ЗАДАНИЕ — Допишите следующую часть текста о воспитании искусством любви, начав сразу после его последней фразы.

ФРАГМЕНТ ДОКУМЕНТА —
# # # #

Реферат: Воспитание искусством любви

Воспитание искусством любви

Ибо что мне говорила моя мама, Мария Тихоновна Суворова, когда я вёл себя не лучшим образом? Она говорила:- Некрасиво! Я не всегда соглашался с ней в оценке моих поступков. И, упрямец, до сих пор думаю, что не всегда был не прав в своем несогласии. Но ведь в конце-то концов имелось в виду: "Красиво то, что нравственно". С этим общим философским смыслом маминого восклицания я спорить никак не мог. Ибо смысл этот истинен. Прекрасно то, что нравственно. А нравственно то, источник чего - любовь. Следовательно, прекрасное есть любовь.

В 1915 году - как раз вовремя, в разгар Первой Мировой войны! - была написана гениальная книга. В честь её автора, Януша Корчака, я специально заказал в ателье зелёный галстук треугольной формы, и теперь обязательно его надеваю, когда вокруг меня ребята. Книга Януша Корчака называется - "Как любить детей". Я согласен с автором предисловия к советскому изданию 1968 года, что "эту книгу хочется всю подчеркнуть". Так вот там - про восприятие младенцем матери. Ее кормящей, изумительно пахнущей, груди. Её голоса, напевающего что-то, - а что у самой необразованной кормящей мамы прорезаются поэтические таланты, это через сорок лет засвидетельствовал Корней Чуковский в книге "От двух до пяти". Я к тому, что первые - любые! - впечатления младенца от мамы - это и есть его первые эстетические впечатления.

Ещё раз: любые впечатления.

# # # #

ФРАГМЕНТ НАБОРА ДАННЫХ —
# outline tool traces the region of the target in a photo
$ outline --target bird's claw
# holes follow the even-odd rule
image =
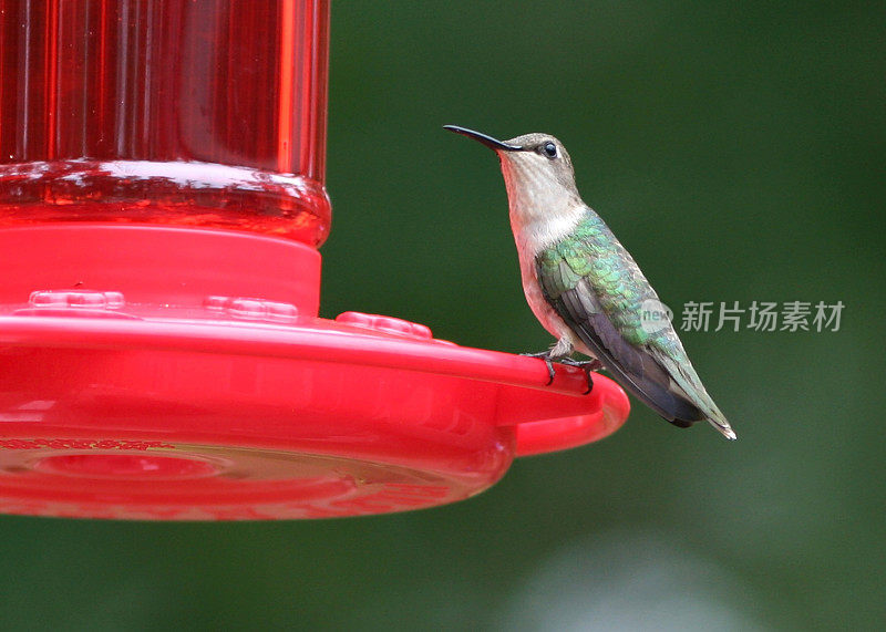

# # # #

РЕЗУЛЬТАТ ЗАДАНИЯ —
Звуковые, цветовые, осязательные, обонятельные, вкусовые... Корчак называет детский ротик лабораторией, в которой анализируется любой попавший туда предмет. Так что следите за тем, чтобы ваша грудь - или ваш палец - были на вкус... красивыми. Для этого надо, между прочим, построже соблюдать правила гигиены... И если искусство воспитывает чувство целого, оно же чувство красоты, - и тем самым учит любить, - то прежде всего такой воспитательной эффективностью обладает искусство любви. Ибо любовь сама по себе - тоже искусство, причем главное из всех искусств, требующее наивысшего мастерства. И не только главное, но и самое массовое из всех искусств. Искусством любви должен владеть каждый, а если не владеет - значит, недочеловек. Вообще не человек. Младенец, которого вы выкармливаете, растите, а главное - любите, - этот младенец именно вас, не кого-нибудь другого, воспринимает как свой первый в жизни эстетический объект. И будьте добры при этом экзамене - не осрамиться. Будьте добры восприниматься именно красивыми. А это прежде всего значит - любящими.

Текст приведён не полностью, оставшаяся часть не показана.